## WHAT IS NEEDED
Convert every line of all the items below into a Markdown table with the columns "Row" and "Text," numbering the rows and omitting blank lines. Leave the pictures out of the table.

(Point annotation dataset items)

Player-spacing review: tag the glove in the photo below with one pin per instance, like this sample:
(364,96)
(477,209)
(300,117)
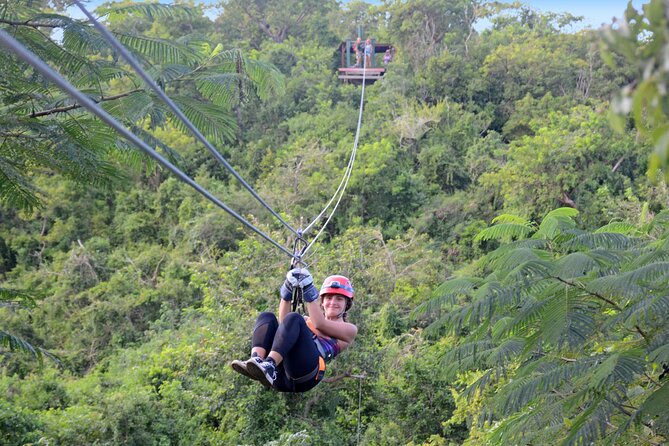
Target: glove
(301,278)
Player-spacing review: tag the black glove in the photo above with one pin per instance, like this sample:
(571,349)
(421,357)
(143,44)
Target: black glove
(301,278)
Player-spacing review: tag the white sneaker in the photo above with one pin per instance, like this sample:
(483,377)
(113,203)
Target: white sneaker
(263,371)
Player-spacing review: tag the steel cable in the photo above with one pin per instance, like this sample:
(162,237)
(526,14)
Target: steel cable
(30,58)
(154,86)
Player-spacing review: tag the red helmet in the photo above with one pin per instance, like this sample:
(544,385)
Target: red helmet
(337,285)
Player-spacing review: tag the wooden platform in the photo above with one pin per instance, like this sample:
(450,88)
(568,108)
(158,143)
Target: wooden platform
(355,75)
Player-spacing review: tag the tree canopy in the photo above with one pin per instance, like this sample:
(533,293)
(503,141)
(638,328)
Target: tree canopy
(507,246)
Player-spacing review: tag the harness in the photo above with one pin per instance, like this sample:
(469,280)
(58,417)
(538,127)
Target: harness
(318,373)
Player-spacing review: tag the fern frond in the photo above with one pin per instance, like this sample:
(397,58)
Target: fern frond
(157,144)
(591,425)
(556,222)
(510,218)
(648,312)
(267,79)
(445,294)
(504,232)
(543,376)
(478,386)
(511,260)
(575,264)
(151,11)
(603,240)
(214,123)
(493,257)
(523,427)
(630,284)
(658,348)
(618,368)
(154,49)
(565,317)
(15,191)
(166,73)
(130,109)
(25,298)
(220,88)
(18,344)
(618,228)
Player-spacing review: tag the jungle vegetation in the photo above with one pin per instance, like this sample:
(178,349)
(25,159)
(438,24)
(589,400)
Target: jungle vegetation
(505,225)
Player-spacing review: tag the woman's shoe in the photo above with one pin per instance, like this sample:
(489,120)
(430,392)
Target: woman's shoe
(263,371)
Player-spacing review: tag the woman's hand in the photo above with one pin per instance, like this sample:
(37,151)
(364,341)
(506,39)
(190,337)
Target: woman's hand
(343,331)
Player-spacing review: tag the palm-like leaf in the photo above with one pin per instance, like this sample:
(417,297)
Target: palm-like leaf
(577,323)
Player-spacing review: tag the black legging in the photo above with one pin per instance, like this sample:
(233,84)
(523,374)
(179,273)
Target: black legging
(293,340)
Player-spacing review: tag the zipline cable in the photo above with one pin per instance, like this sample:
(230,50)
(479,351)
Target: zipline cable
(349,169)
(132,61)
(30,58)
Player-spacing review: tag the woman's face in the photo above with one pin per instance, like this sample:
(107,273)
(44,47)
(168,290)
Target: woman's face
(333,305)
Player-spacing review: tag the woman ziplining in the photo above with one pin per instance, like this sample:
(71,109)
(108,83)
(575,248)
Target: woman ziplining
(290,354)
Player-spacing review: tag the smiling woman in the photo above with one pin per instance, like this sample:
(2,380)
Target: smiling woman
(289,354)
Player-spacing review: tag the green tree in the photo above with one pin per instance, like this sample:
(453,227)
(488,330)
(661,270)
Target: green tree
(44,130)
(640,39)
(565,328)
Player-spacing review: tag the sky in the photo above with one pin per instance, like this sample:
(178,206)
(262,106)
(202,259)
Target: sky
(595,12)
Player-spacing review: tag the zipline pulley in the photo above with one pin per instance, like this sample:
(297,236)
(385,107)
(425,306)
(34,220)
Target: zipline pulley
(299,247)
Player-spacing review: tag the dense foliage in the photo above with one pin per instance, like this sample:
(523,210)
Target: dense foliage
(125,294)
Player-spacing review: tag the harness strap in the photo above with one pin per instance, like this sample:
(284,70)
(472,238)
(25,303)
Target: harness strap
(316,374)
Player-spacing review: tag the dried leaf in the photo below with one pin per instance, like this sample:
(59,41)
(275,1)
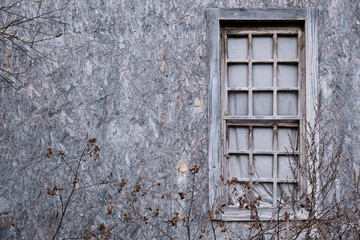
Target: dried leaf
(183,167)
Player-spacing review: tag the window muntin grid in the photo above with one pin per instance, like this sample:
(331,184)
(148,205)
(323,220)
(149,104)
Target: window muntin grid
(262,93)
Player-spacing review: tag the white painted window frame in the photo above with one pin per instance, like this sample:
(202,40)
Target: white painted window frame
(309,17)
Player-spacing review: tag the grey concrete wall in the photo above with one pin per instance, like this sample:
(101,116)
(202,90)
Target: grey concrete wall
(132,74)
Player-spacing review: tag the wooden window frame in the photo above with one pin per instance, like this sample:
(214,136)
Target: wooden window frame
(215,17)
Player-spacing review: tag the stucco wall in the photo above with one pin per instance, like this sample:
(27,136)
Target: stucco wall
(132,74)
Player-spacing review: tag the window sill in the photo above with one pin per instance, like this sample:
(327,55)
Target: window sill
(232,214)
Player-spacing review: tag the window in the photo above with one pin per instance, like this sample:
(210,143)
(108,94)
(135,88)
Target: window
(262,86)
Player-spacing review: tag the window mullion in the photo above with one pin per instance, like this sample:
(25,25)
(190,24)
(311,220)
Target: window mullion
(250,74)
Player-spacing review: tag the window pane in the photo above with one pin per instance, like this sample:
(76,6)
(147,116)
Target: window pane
(238,138)
(238,75)
(263,138)
(234,192)
(262,75)
(287,103)
(239,166)
(286,138)
(287,47)
(284,170)
(285,192)
(262,103)
(238,103)
(263,166)
(238,48)
(262,47)
(287,75)
(265,191)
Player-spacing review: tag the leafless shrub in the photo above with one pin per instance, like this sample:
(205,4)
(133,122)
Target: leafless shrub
(24,27)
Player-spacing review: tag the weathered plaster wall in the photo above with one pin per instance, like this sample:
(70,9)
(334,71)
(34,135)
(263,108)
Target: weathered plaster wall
(128,73)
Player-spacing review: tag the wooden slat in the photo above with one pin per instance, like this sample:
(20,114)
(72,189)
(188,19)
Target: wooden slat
(214,140)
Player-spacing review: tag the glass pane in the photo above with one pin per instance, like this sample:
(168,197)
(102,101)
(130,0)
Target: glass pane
(286,138)
(238,75)
(265,191)
(238,138)
(285,193)
(287,103)
(238,48)
(262,47)
(263,138)
(262,75)
(262,103)
(287,75)
(287,47)
(234,192)
(263,166)
(284,169)
(239,166)
(238,103)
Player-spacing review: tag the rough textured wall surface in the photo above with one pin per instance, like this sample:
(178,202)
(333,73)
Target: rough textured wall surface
(132,74)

## TASK RESULT
| Row | Text |
|---|---|
| 1 | Player-spacing review: tag the glove in the photo below with one pin per instance, like this sample: |
| 2 | (364,96) |
| 3 | (477,209) |
| 4 | (300,117) |
| 5 | Target: glove |
| 6 | (301,278) |
| 7 | Player-spacing review: tag the black glove in the photo above with one pin per instance, like this sample: |
| 8 | (571,349) |
| 9 | (421,357) |
| 10 | (143,44) |
| 11 | Target: black glove |
| 12 | (301,278) |
| 13 | Player-spacing review: tag the white sneaker in the photo above with one pin per instance, like this sample: |
| 14 | (483,377) |
| 15 | (113,203) |
| 16 | Target: white sneaker |
| 17 | (263,371) |
| 18 | Player-spacing review: tag the steel cable in the photo above with one pin per instance, like this sample: |
| 19 | (162,237) |
| 20 | (526,14) |
| 21 | Target: steel cable |
| 22 | (30,58) |
| 23 | (154,86) |
| 24 | Player-spacing review: tag the red helmet in the photo above with one pin per instance, like this sample: |
| 25 | (544,385) |
| 26 | Target: red helmet |
| 27 | (337,285) |
| 28 | Player-spacing review: tag the wooden platform in the photo above with one pin per instance, like this sample: |
| 29 | (450,88) |
| 30 | (568,108) |
| 31 | (158,143) |
| 32 | Target: wooden platform |
| 33 | (355,75) |
| 34 | Player-spacing review: tag the tree canopy in the photo above with one pin per instance, like this sample: |
| 35 | (533,293) |
| 36 | (503,141) |
| 37 | (638,328) |
| 38 | Target: tree canopy |
| 39 | (507,246) |
| 40 | Player-spacing review: tag the harness in the photo above with one pin per instance, like this sample: |
| 41 | (469,280) |
| 42 | (58,417) |
| 43 | (538,127) |
| 44 | Target: harness |
| 45 | (318,373) |
| 46 | Player-spacing review: tag the fern frond in the photo above with one pin per instance, like this sample: |
| 47 | (397,58) |
| 48 | Target: fern frond |
| 49 | (157,144) |
| 50 | (591,425) |
| 51 | (556,222) |
| 52 | (510,218) |
| 53 | (648,312) |
| 54 | (267,79) |
| 55 | (445,294) |
| 56 | (504,232) |
| 57 | (543,376) |
| 58 | (478,386) |
| 59 | (511,260) |
| 60 | (575,264) |
| 61 | (151,11) |
| 62 | (603,240) |
| 63 | (214,123) |
| 64 | (493,257) |
| 65 | (523,427) |
| 66 | (630,284) |
| 67 | (658,348) |
| 68 | (618,368) |
| 69 | (154,49) |
| 70 | (565,317) |
| 71 | (15,191) |
| 72 | (166,73) |
| 73 | (130,109) |
| 74 | (25,298) |
| 75 | (220,88) |
| 76 | (18,344) |
| 77 | (618,228) |
| 78 | Player-spacing review: tag the jungle vegetation in the photo above with one pin per instance, like this sample: |
| 79 | (178,349) |
| 80 | (25,159) |
| 81 | (438,24) |
| 82 | (589,400) |
| 83 | Target: jungle vegetation |
| 84 | (505,225) |
| 85 | Player-spacing review: tag the woman's shoe in the photo above with one pin per instance, like this sample: |
| 86 | (489,120) |
| 87 | (430,392) |
| 88 | Target: woman's shoe |
| 89 | (263,371) |
| 90 | Player-spacing review: tag the woman's hand in the photo above with one pin per instance, like this sample: |
| 91 | (37,151) |
| 92 | (364,341) |
| 93 | (506,39) |
| 94 | (190,337) |
| 95 | Target: woman's hand |
| 96 | (343,331) |
| 97 | Player-spacing review: tag the palm-like leaf in the photo above with one pin per instance, like this sample: |
| 98 | (417,297) |
| 99 | Target: palm-like leaf |
| 100 | (577,323) |
| 101 | Player-spacing review: tag the black legging in the photo above with one pin per instance, like this sample: |
| 102 | (233,84) |
| 103 | (523,374) |
| 104 | (179,273) |
| 105 | Target: black legging |
| 106 | (293,340) |
| 107 | Player-spacing review: tag the zipline cable in the photo above with one pin per instance, like this sample: |
| 108 | (230,50) |
| 109 | (479,351) |
| 110 | Target: zipline cable |
| 111 | (349,169) |
| 112 | (132,61) |
| 113 | (30,58) |
| 114 | Player-spacing review: tag the woman's face in the photo above with one pin per instance, like this sample: |
| 115 | (107,273) |
| 116 | (44,47) |
| 117 | (168,290) |
| 118 | Target: woman's face |
| 119 | (333,305) |
| 120 | Player-spacing review: tag the woman ziplining in the photo above with one pin per instance, like this sample: |
| 121 | (71,109) |
| 122 | (108,83) |
| 123 | (575,248) |
| 124 | Target: woman ziplining |
| 125 | (290,354) |
| 126 | Player-spacing review: tag the smiling woman in the photo above with one pin per instance, like this sample: |
| 127 | (2,380) |
| 128 | Target: smiling woman |
| 129 | (289,354) |
| 130 | Player-spacing review: tag the green tree in the photo above with one pin per instance, like this sample: |
| 131 | (453,227) |
| 132 | (488,330) |
| 133 | (661,270) |
| 134 | Target: green tree |
| 135 | (44,130) |
| 136 | (640,39) |
| 137 | (565,328) |
| 138 | Player-spacing review: tag the sky in the photo above with one pin per instance, like this sample: |
| 139 | (178,206) |
| 140 | (262,106) |
| 141 | (202,259) |
| 142 | Target: sky |
| 143 | (595,12) |
| 144 | Player-spacing review: tag the zipline pulley in the photo above with one pin per instance, like this sample: |
| 145 | (297,236) |
| 146 | (385,107) |
| 147 | (425,306) |
| 148 | (34,220) |
| 149 | Target: zipline pulley |
| 150 | (299,247) |
| 151 | Player-spacing review: tag the dense foliage in the photo above with one pin per instance, like this sample: |
| 152 | (523,210) |
| 153 | Target: dense foliage |
| 154 | (125,294) |
| 155 | Player-spacing review: tag the harness strap in the photo above with one pin per instance, like this sample: |
| 156 | (284,70) |
| 157 | (472,238) |
| 158 | (25,303) |
| 159 | Target: harness strap |
| 160 | (316,374) |
| 161 | Player-spacing review: tag the dried leaf in the photo below with one pin per instance, like this sample: |
| 162 | (59,41) |
| 163 | (275,1) |
| 164 | Target: dried leaf |
| 165 | (183,167) |
| 166 | Player-spacing review: tag the window muntin grid in the photo above with one pin per instance, like this sample: |
| 167 | (331,184) |
| 168 | (148,205) |
| 169 | (323,220) |
| 170 | (149,104) |
| 171 | Target: window muntin grid |
| 172 | (262,93) |
| 173 | Player-spacing review: tag the white painted window frame in the photo above with one pin per instance, like this sample: |
| 174 | (202,40) |
| 175 | Target: white painted window frame |
| 176 | (309,17) |
| 177 | Player-spacing review: tag the grey concrete wall in the photo above with one pin per instance, like this sample: |
| 178 | (101,116) |
| 179 | (202,90) |
| 180 | Target: grey concrete wall |
| 181 | (132,74) |
| 182 | Player-spacing review: tag the wooden window frame in the photo above with one pin per instance, like this sample: |
| 183 | (214,136) |
| 184 | Target: wooden window frame |
| 185 | (215,17) |
| 186 | Player-spacing review: tag the stucco wall in the photo above with one pin per instance, like this sample: |
| 187 | (27,136) |
| 188 | Target: stucco wall |
| 189 | (132,74) |
| 190 | Player-spacing review: tag the window sill in the photo above with one pin per instance, like this sample: |
| 191 | (327,55) |
| 192 | Target: window sill |
| 193 | (232,214) |
| 194 | Player-spacing review: tag the window in the photo above with one pin per instance, like this sample: |
| 195 | (210,143) |
| 196 | (108,94) |
| 197 | (135,88) |
| 198 | Target: window |
| 199 | (262,86) |
| 200 | Player-spacing review: tag the window mullion in the photo above with one pin per instance, like this sample: |
| 201 | (25,25) |
| 202 | (190,24) |
| 203 | (311,220) |
| 204 | Target: window mullion |
| 205 | (250,74) |
| 206 | Player-spacing review: tag the window pane in the photo above with one pin per instance, like this sample: |
| 207 | (76,6) |
| 208 | (147,116) |
| 209 | Target: window pane |
| 210 | (238,138) |
| 211 | (238,75) |
| 212 | (263,138) |
| 213 | (234,192) |
| 214 | (262,75) |
| 215 | (287,103) |
| 216 | (239,166) |
| 217 | (286,138) |
| 218 | (287,47) |
| 219 | (284,170) |
| 220 | (285,192) |
| 221 | (262,103) |
| 222 | (238,103) |
| 223 | (263,166) |
| 224 | (238,48) |
| 225 | (262,47) |
| 226 | (287,75) |
| 227 | (265,191) |
| 228 | Player-spacing review: tag the leafless shrub in the photo above with one pin per instance, like this sample: |
| 229 | (205,4) |
| 230 | (133,122) |
| 231 | Target: leafless shrub |
| 232 | (24,27) |
| 233 | Player-spacing review: tag the weathered plaster wall in the photo above with one pin per instance, like this sample: |
| 234 | (70,9) |
| 235 | (334,71) |
| 236 | (34,135) |
| 237 | (263,108) |
| 238 | Target: weathered plaster wall |
| 239 | (128,73) |
| 240 | Player-spacing review: tag the wooden slat in the photo above with one pin per instance, like this sample: |
| 241 | (20,114) |
| 242 | (72,189) |
| 243 | (188,19) |
| 244 | Target: wooden slat |
| 245 | (214,140) |
| 246 | Player-spacing review: tag the glass pane in the photo above with one pin per instance, like this sample: |
| 247 | (168,197) |
| 248 | (102,101) |
| 249 | (130,0) |
| 250 | Target: glass pane |
| 251 | (286,138) |
| 252 | (238,75) |
| 253 | (265,191) |
| 254 | (238,138) |
| 255 | (285,193) |
| 256 | (287,103) |
| 257 | (238,48) |
| 258 | (262,47) |
| 259 | (263,138) |
| 260 | (262,75) |
| 261 | (262,103) |
| 262 | (287,75) |
| 263 | (287,47) |
| 264 | (234,192) |
| 265 | (263,166) |
| 266 | (284,169) |
| 267 | (239,166) |
| 268 | (238,103) |
| 269 | Player-spacing review: tag the rough textured wall surface in the photo above with one pin per instance, like this sample: |
| 270 | (178,202) |
| 271 | (333,73) |
| 272 | Target: rough textured wall surface |
| 273 | (132,74) |